• TRY IT
Resume the talk on Sahaj Marg prayer and spirituality, picking up right after its last sentence.

• GIVEN TEXT
So that is a suggestion. It is also an explanation of why we pray before going to bed. The simple act of our Sahaj Marg prayer, repeated wordlessly without moving the lips, invites his presence and says, “Lord, of course in my waking presence I can see you if I want to, I can feel you if I want to, if I am able to overcome my resistance, my ego, by submitting that before you I am as nothing. I am not nothing, because if I am nothing my Master wouldn’t need me. I am as nothing. But, please, do what is necessary in my sleep. I invite you by this act of prayer to pervade this state of my existence too, and complete whatever has to be completed which was not possible in the waking state.”

So you see, starting with the morning prayer, with the meditation, evening cleaning, night prayer, we go through the twenty-four hour existence in a state in which I may or may not have access to my guru, my Master, but he has been granted by me access to myself, into my heart, into my consciousness, to pervade my life totally and make of it not what he wants, but what we are destined to be. Don’t forget — it is too facile, too silly to say that he makes us what he wants us to be. No, he makes every one of us what we have to be, what we are destined to be: part of that original existence, the Creator from where and from whom we have separated ourselves and come into what is today often called a sordid worldly, materialistic existence. But to my mind it still has this beautiful rose blooming in mud, in, I don’t know, what we call sometimes night soil in India, filthy conditions, but yet a rose here, a lily there, a flower there, pointing out to us that in all this ugliness, sordidness, there are these windows of opportunity for you. You are blessed in being part of it, not having to look for it. You are all there; you have found it. Use it. Don’t be like the squirrels which find nuts and bury them somewhere and often in winter in the snow they are found dead right over their own hoard of nuts which they have not eaten.

We cannot hoard spirituality. In fact, I don’t know what we are doing with the spirituality that we acquire as we go along. But it is something like the water flowing through the gills of the fish; it has to take in the water and allow it to flow through its gills so that it may take the oxygen for its survival and for its existence. So we go from this river of life to that ocean of existence where we still imbibe and push back towards our followers behind us what we have passed through, what we have taken for them, which is what Babuji means by saying Lalaji is swimming in the ocean of bliss and his spiritual attainments are being passed on to his successor and so forth.

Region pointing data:
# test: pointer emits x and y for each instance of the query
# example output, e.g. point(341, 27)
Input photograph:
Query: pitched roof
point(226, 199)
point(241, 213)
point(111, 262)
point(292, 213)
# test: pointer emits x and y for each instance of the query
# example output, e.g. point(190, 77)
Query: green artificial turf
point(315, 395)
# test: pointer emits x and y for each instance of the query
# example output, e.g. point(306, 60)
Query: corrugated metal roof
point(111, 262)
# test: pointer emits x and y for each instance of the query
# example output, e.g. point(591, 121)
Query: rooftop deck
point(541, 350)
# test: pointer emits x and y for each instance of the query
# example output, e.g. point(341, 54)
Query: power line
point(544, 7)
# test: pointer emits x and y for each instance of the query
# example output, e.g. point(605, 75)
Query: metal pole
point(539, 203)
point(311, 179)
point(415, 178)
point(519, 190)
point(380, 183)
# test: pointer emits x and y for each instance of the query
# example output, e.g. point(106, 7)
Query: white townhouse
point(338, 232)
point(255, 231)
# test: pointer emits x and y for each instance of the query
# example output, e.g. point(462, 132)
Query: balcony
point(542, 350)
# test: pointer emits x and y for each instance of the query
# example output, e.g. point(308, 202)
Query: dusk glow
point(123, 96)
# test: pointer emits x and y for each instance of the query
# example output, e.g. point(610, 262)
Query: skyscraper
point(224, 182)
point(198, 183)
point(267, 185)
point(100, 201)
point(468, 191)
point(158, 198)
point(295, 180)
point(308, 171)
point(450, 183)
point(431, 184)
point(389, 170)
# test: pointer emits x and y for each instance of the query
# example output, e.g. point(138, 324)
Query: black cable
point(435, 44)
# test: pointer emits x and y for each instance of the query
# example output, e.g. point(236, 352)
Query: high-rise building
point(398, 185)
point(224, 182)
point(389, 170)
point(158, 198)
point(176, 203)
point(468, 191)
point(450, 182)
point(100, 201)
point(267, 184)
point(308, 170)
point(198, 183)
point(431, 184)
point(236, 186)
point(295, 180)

• RESULT FOR THIS TASK
We earn not to keep, but to give. We become only to help others to become what we have become. We learn to teach others. Remember this, life is only so that we may pass on anything that we are able to acquire to others; the body in its wisdom, the mind in its wisdom, retaining what it needs to continue to exist to fulfil this purpose; the soul in its purity, in its eternality, needing nothing to be retained for itself.

Of course, this is not the speech of a president of the U.S. Mission but something I was impelled to speak out on this opening day of your few days seminar. It’s all too few in my way, in my thinking because for me, companionship, brotherhood, means eternally being together; not a moment of parting, of separation. Can we use water if it was split up into molecules? We can’t. Atoms? Much less so. Hydrogen and oxygen separated? Not at all. If I have to use oxygen as a gas, it means something of a need which I should not need. Anything that we need which we should not need only emphasizes a weakening of our condition, a condition in which we are subservient now - instead of having been the master, we have become the servant. It is the same thing with money. I should never need. Therefore Babuji says, be simple and in tune with Nature. Your needs will be fulfilled, forget your wants. It is a very wise statement to, you know, at one stroke cut off the shackles of our bondage to the needs that Nature imposes on us.

So let us, dear brothers and sisters, learn to appreciate what spirituality is, what it is for, and what it is and how it is to be used, relentlessly, without break, which is constant remembrance. I pray for you all. May He bless us all. Thank you.